**What you will do**
Format every line of the entries below as a JSON list of strings, one string per line, and skip any blank lines. Leave the pictures out of your answer.

<<<<

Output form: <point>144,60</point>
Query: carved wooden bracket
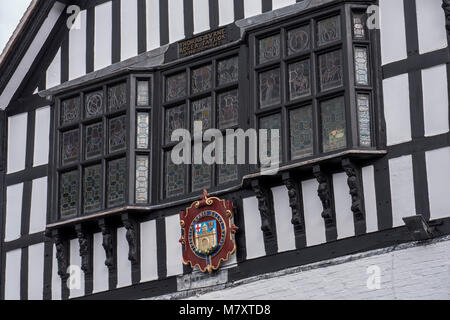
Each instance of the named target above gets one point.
<point>61,254</point>
<point>325,195</point>
<point>108,243</point>
<point>85,249</point>
<point>132,237</point>
<point>354,182</point>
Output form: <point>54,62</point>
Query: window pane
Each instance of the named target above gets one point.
<point>174,120</point>
<point>269,88</point>
<point>94,104</point>
<point>92,187</point>
<point>68,194</point>
<point>329,30</point>
<point>361,70</point>
<point>70,146</point>
<point>142,169</point>
<point>301,132</point>
<point>228,71</point>
<point>174,178</point>
<point>201,111</point>
<point>143,130</point>
<point>201,79</point>
<point>176,86</point>
<point>143,94</point>
<point>299,80</point>
<point>117,96</point>
<point>364,120</point>
<point>333,124</point>
<point>228,104</point>
<point>94,140</point>
<point>117,134</point>
<point>70,110</point>
<point>116,181</point>
<point>330,70</point>
<point>269,48</point>
<point>298,40</point>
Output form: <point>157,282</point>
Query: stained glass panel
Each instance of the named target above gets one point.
<point>70,146</point>
<point>68,194</point>
<point>363,102</point>
<point>142,169</point>
<point>143,93</point>
<point>174,120</point>
<point>301,132</point>
<point>117,97</point>
<point>92,188</point>
<point>175,175</point>
<point>269,48</point>
<point>298,40</point>
<point>70,110</point>
<point>201,111</point>
<point>227,71</point>
<point>116,182</point>
<point>143,130</point>
<point>176,86</point>
<point>94,104</point>
<point>361,69</point>
<point>269,88</point>
<point>117,134</point>
<point>94,140</point>
<point>333,124</point>
<point>201,79</point>
<point>299,79</point>
<point>330,70</point>
<point>228,104</point>
<point>329,30</point>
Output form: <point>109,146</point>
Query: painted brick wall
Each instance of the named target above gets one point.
<point>411,271</point>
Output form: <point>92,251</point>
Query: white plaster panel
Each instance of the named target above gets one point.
<point>431,25</point>
<point>103,35</point>
<point>174,249</point>
<point>123,264</point>
<point>402,189</point>
<point>201,15</point>
<point>393,35</point>
<point>397,109</point>
<point>36,272</point>
<point>38,213</point>
<point>77,47</point>
<point>314,223</point>
<point>53,75</point>
<point>153,36</point>
<point>41,136</point>
<point>254,238</point>
<point>252,8</point>
<point>226,12</point>
<point>283,217</point>
<point>438,176</point>
<point>435,100</point>
<point>13,212</point>
<point>343,203</point>
<point>100,270</point>
<point>17,142</point>
<point>370,200</point>
<point>149,257</point>
<point>129,29</point>
<point>176,20</point>
<point>12,274</point>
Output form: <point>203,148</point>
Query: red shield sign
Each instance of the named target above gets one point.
<point>207,233</point>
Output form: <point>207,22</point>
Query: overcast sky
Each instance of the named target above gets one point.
<point>11,11</point>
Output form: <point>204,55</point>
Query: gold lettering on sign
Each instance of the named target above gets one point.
<point>202,43</point>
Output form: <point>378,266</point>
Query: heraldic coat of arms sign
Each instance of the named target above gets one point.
<point>207,233</point>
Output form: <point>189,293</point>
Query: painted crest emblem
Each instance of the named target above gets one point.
<point>207,233</point>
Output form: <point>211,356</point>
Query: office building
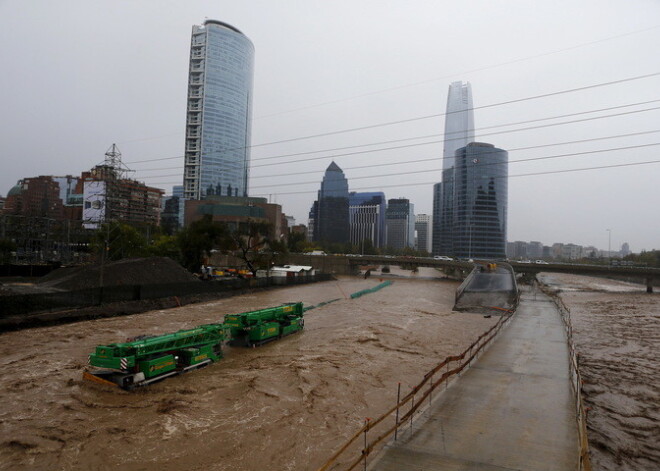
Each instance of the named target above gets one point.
<point>423,231</point>
<point>480,202</point>
<point>367,218</point>
<point>400,223</point>
<point>330,212</point>
<point>459,131</point>
<point>219,112</point>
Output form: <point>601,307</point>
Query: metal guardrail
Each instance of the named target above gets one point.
<point>419,392</point>
<point>584,462</point>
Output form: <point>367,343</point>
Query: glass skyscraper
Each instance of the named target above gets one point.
<point>219,112</point>
<point>330,212</point>
<point>400,223</point>
<point>367,217</point>
<point>459,131</point>
<point>459,121</point>
<point>480,201</point>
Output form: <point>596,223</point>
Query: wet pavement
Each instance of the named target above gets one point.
<point>512,410</point>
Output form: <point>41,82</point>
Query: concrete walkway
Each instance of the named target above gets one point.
<point>512,410</point>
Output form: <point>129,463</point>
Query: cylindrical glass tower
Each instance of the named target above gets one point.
<point>219,112</point>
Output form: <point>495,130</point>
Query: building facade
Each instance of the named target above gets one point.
<point>367,218</point>
<point>459,131</point>
<point>219,112</point>
<point>423,232</point>
<point>331,217</point>
<point>400,223</point>
<point>481,201</point>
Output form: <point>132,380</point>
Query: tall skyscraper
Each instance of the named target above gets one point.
<point>423,232</point>
<point>330,212</point>
<point>400,222</point>
<point>219,112</point>
<point>459,121</point>
<point>481,198</point>
<point>367,218</point>
<point>459,131</point>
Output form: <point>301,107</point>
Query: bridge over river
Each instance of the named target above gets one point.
<point>349,264</point>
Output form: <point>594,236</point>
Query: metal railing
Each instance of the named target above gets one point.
<point>584,463</point>
<point>416,399</point>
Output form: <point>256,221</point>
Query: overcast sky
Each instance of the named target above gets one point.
<point>78,76</point>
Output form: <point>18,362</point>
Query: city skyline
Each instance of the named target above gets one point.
<point>219,111</point>
<point>65,98</point>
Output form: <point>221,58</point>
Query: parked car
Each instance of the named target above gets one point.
<point>443,257</point>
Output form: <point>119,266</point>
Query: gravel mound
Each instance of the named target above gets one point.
<point>134,271</point>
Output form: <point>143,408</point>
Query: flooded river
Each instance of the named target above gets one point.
<point>617,334</point>
<point>284,406</point>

>>>>

**Response to the task**
[
  "Output form: <point>144,60</point>",
  "Query: carved wooden bracket",
  "Each instance of the named target above gets one point.",
  "<point>61,254</point>",
  "<point>325,195</point>",
  "<point>108,243</point>",
  "<point>85,249</point>",
  "<point>132,237</point>",
  "<point>354,182</point>",
  "Output form: <point>54,62</point>",
  "Query: window pane",
  "Each instance of the named target above gets one point.",
  "<point>174,120</point>",
  "<point>269,88</point>",
  "<point>94,104</point>",
  "<point>92,187</point>",
  "<point>68,194</point>",
  "<point>329,30</point>",
  "<point>361,70</point>",
  "<point>70,146</point>",
  "<point>142,169</point>",
  "<point>301,132</point>",
  "<point>228,71</point>",
  "<point>174,178</point>",
  "<point>201,111</point>",
  "<point>143,130</point>",
  "<point>201,79</point>",
  "<point>176,86</point>",
  "<point>143,94</point>",
  "<point>299,80</point>",
  "<point>117,96</point>",
  "<point>364,120</point>",
  "<point>333,124</point>",
  "<point>228,104</point>",
  "<point>94,140</point>",
  "<point>117,134</point>",
  "<point>70,110</point>",
  "<point>116,181</point>",
  "<point>330,70</point>",
  "<point>269,48</point>",
  "<point>298,40</point>",
  "Output form: <point>157,282</point>",
  "Query: stained glass panel",
  "Each instance of the named target above gets one point.",
  "<point>70,146</point>",
  "<point>68,194</point>",
  "<point>363,102</point>",
  "<point>142,169</point>",
  "<point>143,93</point>",
  "<point>174,120</point>",
  "<point>301,132</point>",
  "<point>117,97</point>",
  "<point>92,188</point>",
  "<point>175,175</point>",
  "<point>269,48</point>",
  "<point>298,40</point>",
  "<point>70,110</point>",
  "<point>201,111</point>",
  "<point>227,71</point>",
  "<point>116,182</point>",
  "<point>143,130</point>",
  "<point>176,86</point>",
  "<point>94,104</point>",
  "<point>361,69</point>",
  "<point>269,88</point>",
  "<point>117,134</point>",
  "<point>94,140</point>",
  "<point>333,124</point>",
  "<point>201,79</point>",
  "<point>299,79</point>",
  "<point>330,70</point>",
  "<point>228,104</point>",
  "<point>329,30</point>",
  "Output form: <point>109,146</point>",
  "Query: painted brick wall",
  "Each instance of the named target above gets one point.",
  "<point>411,271</point>",
  "Output form: <point>92,251</point>",
  "Query: white plaster panel",
  "Each instance of the named target above gets one point.",
  "<point>431,25</point>",
  "<point>103,35</point>",
  "<point>174,249</point>",
  "<point>123,264</point>",
  "<point>402,189</point>",
  "<point>201,15</point>",
  "<point>393,35</point>",
  "<point>397,109</point>",
  "<point>36,272</point>",
  "<point>38,213</point>",
  "<point>77,47</point>",
  "<point>314,223</point>",
  "<point>53,75</point>",
  "<point>153,36</point>",
  "<point>41,136</point>",
  "<point>254,238</point>",
  "<point>252,8</point>",
  "<point>226,12</point>",
  "<point>283,217</point>",
  "<point>438,176</point>",
  "<point>435,100</point>",
  "<point>13,212</point>",
  "<point>343,203</point>",
  "<point>100,270</point>",
  "<point>17,142</point>",
  "<point>370,200</point>",
  "<point>149,257</point>",
  "<point>129,29</point>",
  "<point>176,20</point>",
  "<point>12,274</point>",
  "Output form: <point>203,148</point>",
  "Query: red shield sign",
  "Each instance of the named target above gets one point.",
  "<point>207,233</point>",
  "Output form: <point>207,22</point>",
  "Query: overcast sky",
  "Each instance of the named target above gets one point.",
  "<point>11,11</point>",
  "Output form: <point>204,55</point>",
  "Query: gold lettering on sign",
  "Each instance of the named target above gets one point.",
  "<point>202,43</point>",
  "Output form: <point>378,266</point>",
  "Query: heraldic coat of arms sign",
  "Each instance of the named target above gets one point.",
  "<point>207,233</point>",
  "Output form: <point>189,293</point>",
  "Query: painted crest emblem",
  "Each instance of the named target above gets one point.",
  "<point>207,233</point>",
  "Output form: <point>211,356</point>",
  "Query: office building",
  "Each instance of the named target above gets one point.",
  "<point>423,231</point>",
  "<point>480,202</point>",
  "<point>367,218</point>",
  "<point>400,223</point>",
  "<point>330,212</point>",
  "<point>459,131</point>",
  "<point>219,112</point>",
  "Output form: <point>601,307</point>",
  "Query: metal guardrail",
  "Each instance of the named target above gets one point.",
  "<point>419,392</point>",
  "<point>584,462</point>",
  "Output form: <point>367,343</point>",
  "Query: glass skyscraper",
  "Each instance of the named target above gets one point.",
  "<point>219,112</point>",
  "<point>330,212</point>",
  "<point>400,223</point>",
  "<point>367,217</point>",
  "<point>459,131</point>",
  "<point>459,121</point>",
  "<point>480,201</point>",
  "Output form: <point>596,223</point>",
  "Query: wet pavement",
  "Each instance of the named target above gets one point.",
  "<point>512,410</point>",
  "Output form: <point>41,82</point>",
  "Query: concrete walkway",
  "Each instance of the named target above gets one point.",
  "<point>512,410</point>",
  "Output form: <point>129,463</point>",
  "Query: cylindrical glass tower",
  "Each instance of the named target above gets one point.",
  "<point>219,112</point>",
  "Output form: <point>495,130</point>",
  "Query: building facade",
  "Each instance of the named target above gets one point.",
  "<point>367,218</point>",
  "<point>459,131</point>",
  "<point>219,112</point>",
  "<point>423,232</point>",
  "<point>331,217</point>",
  "<point>400,223</point>",
  "<point>481,201</point>",
  "Output form: <point>132,380</point>",
  "Query: tall skyscraper",
  "Each instance of the named target above gets one point.",
  "<point>423,232</point>",
  "<point>330,212</point>",
  "<point>400,222</point>",
  "<point>219,112</point>",
  "<point>459,121</point>",
  "<point>481,198</point>",
  "<point>367,218</point>",
  "<point>459,131</point>",
  "Output form: <point>301,107</point>",
  "Query: bridge over river",
  "Each instance of the named target above gets one point.",
  "<point>349,264</point>",
  "Output form: <point>594,236</point>",
  "Query: metal railing",
  "Each instance of the named target above gets one point.",
  "<point>584,463</point>",
  "<point>416,399</point>",
  "Output form: <point>256,221</point>",
  "Query: overcast sky",
  "Each instance of the named target above gets one point.",
  "<point>78,76</point>",
  "Output form: <point>18,362</point>",
  "Query: city skyline",
  "Each instance of the named target above gets one point.",
  "<point>219,111</point>",
  "<point>65,98</point>",
  "Output form: <point>221,58</point>",
  "Query: parked car",
  "Each instance of the named target above gets one point.",
  "<point>443,257</point>",
  "Output form: <point>119,266</point>",
  "Query: gravel mound",
  "Each instance of the named target above gets one point.",
  "<point>134,271</point>",
  "Output form: <point>143,408</point>",
  "Query: flooded river",
  "Each instance of the named target above gets one point.",
  "<point>617,334</point>",
  "<point>284,406</point>"
]